▸ **Text excerpt**:
One-a-Day Med Too Good To Be True?

by Staff

When HIVers heard the word this week that the first-ever one-pill-once-a-day regimen from Gilead Sciences and Bristol-Myers Squibb wasn’t developing according to plan, there wasn’t exactly panic in the streets. But longtime survivors may have wondered if the prospect of a one-a-day—which made the early years of combo therapy’s routine fistful of pills three times daily seem like ancient history—was just one more dashed treatment dream. Was there more to Gilead’s official explanation than met the eye? Had the partnership between competitors Gilead and BMS—unprecedented in the high-stakes, cut-throat HIV drug industry—hit the rocks?

No way, say our top treatment activists. “This isn’t a pharma problem, for a change,” Project Inform’s Marty Delaney said. “It’s a pharmacokinetic problem.”

In other words, it was the combination—BMS’ non-nuke Sustiva teamed up with Gilead’s nukes Emtriva and Viread—that went wrong, not the two companies’ teamwork. In fact, as Delaney pointed out, “Dr. John Martin, the president of Gilead, used to work at BMS, where he helped develop early HIV compounds, so they know what they’re doing.”

(Excerpts from a dataset)
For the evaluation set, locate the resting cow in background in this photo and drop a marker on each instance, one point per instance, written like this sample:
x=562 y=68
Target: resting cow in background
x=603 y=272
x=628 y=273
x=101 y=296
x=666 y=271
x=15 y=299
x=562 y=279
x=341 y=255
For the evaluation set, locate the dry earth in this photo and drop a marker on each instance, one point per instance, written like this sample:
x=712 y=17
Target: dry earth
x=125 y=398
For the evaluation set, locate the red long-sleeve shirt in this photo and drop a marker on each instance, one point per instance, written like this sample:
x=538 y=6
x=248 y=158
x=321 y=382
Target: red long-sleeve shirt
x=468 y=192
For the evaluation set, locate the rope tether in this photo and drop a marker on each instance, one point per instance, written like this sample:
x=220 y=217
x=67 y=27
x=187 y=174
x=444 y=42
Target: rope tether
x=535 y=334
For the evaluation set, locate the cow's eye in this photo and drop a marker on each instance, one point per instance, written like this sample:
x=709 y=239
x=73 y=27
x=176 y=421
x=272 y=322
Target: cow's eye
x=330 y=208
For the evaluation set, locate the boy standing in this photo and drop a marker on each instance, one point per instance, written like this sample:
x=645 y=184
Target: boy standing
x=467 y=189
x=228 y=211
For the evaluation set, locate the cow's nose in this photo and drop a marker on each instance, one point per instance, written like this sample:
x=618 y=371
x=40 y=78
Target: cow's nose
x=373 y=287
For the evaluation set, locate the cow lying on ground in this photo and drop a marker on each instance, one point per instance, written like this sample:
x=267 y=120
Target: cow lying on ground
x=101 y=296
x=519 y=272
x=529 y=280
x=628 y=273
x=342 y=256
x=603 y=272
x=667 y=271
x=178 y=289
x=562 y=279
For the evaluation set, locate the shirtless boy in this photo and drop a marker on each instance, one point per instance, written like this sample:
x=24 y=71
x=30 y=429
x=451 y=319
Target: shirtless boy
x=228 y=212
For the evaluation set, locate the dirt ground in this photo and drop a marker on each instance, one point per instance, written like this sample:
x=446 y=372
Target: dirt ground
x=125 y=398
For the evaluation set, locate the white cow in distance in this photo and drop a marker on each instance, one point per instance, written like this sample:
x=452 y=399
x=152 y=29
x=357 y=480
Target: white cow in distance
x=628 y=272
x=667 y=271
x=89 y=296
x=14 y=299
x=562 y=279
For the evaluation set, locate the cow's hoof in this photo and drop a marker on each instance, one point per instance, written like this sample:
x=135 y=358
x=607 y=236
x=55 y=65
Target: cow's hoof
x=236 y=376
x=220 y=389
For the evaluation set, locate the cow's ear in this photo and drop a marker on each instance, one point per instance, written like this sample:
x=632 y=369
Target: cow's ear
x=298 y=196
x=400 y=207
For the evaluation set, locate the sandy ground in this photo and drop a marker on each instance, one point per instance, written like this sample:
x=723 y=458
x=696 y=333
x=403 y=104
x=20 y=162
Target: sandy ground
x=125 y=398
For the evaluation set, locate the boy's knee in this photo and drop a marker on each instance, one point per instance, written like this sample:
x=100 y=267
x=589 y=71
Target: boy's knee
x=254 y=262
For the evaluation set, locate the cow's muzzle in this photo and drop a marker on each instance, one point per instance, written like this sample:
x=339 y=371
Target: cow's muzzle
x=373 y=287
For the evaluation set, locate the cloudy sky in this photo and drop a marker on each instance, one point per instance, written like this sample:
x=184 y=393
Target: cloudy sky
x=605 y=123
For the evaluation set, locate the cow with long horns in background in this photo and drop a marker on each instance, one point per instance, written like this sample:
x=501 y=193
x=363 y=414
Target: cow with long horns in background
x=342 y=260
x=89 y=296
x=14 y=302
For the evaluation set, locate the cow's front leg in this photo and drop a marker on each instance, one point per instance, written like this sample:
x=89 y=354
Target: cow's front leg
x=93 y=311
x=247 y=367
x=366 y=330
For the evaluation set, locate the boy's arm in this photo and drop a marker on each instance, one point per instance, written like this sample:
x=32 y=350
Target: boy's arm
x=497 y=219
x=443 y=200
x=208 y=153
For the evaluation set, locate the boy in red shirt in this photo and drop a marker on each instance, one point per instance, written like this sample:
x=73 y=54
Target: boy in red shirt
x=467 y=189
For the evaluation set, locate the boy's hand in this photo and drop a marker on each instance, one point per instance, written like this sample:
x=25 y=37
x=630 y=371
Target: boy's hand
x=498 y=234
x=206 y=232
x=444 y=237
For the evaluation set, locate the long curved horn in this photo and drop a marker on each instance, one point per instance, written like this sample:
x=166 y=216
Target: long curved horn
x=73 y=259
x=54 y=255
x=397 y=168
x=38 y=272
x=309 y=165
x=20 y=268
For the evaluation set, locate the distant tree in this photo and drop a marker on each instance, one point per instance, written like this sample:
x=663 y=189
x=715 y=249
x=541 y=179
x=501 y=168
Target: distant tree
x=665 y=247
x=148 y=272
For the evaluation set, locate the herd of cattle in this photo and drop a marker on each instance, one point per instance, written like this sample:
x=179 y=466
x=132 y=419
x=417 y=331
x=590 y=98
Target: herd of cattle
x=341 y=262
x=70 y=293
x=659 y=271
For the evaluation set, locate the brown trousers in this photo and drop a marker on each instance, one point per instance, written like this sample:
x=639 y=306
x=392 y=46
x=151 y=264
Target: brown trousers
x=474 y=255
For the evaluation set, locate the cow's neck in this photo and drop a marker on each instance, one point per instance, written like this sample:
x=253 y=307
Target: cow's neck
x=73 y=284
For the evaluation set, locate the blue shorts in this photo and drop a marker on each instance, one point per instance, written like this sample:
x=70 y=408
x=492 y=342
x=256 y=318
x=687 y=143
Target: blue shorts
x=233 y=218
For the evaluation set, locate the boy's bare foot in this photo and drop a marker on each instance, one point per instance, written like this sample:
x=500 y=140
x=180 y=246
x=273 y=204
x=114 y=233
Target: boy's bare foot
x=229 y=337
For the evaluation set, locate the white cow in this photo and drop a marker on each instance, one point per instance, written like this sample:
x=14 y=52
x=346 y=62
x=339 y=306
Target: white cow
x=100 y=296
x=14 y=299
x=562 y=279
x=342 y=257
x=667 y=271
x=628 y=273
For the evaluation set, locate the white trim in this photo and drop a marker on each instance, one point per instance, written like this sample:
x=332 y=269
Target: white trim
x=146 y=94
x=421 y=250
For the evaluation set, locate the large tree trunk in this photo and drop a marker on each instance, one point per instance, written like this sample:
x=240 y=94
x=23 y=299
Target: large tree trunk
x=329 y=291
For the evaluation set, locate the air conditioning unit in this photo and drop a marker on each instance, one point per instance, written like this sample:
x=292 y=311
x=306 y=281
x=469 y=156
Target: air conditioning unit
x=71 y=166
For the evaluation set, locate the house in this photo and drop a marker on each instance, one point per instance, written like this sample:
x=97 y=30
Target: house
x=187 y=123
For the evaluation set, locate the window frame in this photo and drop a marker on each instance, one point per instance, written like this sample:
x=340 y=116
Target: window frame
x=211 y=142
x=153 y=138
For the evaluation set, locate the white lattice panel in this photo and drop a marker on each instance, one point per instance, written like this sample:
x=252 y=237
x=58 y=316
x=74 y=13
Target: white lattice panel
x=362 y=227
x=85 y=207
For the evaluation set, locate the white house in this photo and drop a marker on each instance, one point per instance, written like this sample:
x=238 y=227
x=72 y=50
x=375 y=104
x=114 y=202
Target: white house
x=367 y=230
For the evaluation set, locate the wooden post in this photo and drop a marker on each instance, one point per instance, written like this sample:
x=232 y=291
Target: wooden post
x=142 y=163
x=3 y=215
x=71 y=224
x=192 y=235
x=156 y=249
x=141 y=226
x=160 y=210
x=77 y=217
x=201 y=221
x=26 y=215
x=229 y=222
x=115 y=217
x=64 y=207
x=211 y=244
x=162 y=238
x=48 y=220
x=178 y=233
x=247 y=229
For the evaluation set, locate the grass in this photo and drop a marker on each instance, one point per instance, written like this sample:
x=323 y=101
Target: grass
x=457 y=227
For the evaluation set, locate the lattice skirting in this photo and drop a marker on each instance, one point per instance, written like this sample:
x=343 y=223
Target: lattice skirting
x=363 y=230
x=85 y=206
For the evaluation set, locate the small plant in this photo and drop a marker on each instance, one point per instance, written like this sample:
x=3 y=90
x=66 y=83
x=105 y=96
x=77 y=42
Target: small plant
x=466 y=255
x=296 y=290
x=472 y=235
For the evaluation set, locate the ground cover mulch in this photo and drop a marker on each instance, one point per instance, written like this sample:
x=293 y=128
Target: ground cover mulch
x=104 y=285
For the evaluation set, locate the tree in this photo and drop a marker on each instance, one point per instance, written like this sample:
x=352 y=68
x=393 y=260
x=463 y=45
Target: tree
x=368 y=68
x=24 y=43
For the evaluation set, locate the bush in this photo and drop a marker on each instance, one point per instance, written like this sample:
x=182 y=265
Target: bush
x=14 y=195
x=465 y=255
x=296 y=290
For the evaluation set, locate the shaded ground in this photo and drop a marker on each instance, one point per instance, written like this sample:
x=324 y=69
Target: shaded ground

▸ **Brief A**:
In the article about the one-a-day HIV regimen, which three drugs made up the combination that went wrong?
▸ **Brief B**:
Continue the article about the one-pill-once-a-day HIV regimen from where it stops.

▸ **Task answer A**:
Sustiva, Emtriva and Viread.

▸ **Task answer B**:
Bob Huff, editor of Gay Men’s Health Crisis’ Treatment News, agreed: “Gilead’s explanation rings true: The formulation wasn’t bio-available. But the pill is still on track.” In a new formulation for new tests, Sustiva, when taken bundled with Emtriva and Viread in one pill, was less effective—inadequate levels of the drug were sustained in the bloodstream—than when taken as a separate pill. But that does not mean that the old formulation is not safe and effective in a regimen with Emtriva and Viread. These two nukes, of course, work well as one, and are already available as Truvada.

Stay tuned for a second try, says Gilead rep James Loduca, confirming that everything else—from the stability (shelf life) of the drug to that of the partnership—tested just fine, thank you. “If everything goes well, we’ll file for drug approval by the end of the year.”

Delaney even sees a critical upside in this developmental downer. “It’s good they figured this technical problem out before it was on the market,” he said. “We have seen similar problems on the international market with the pre-approved combos made by generic companies, but only after they were already in people’s bodies.”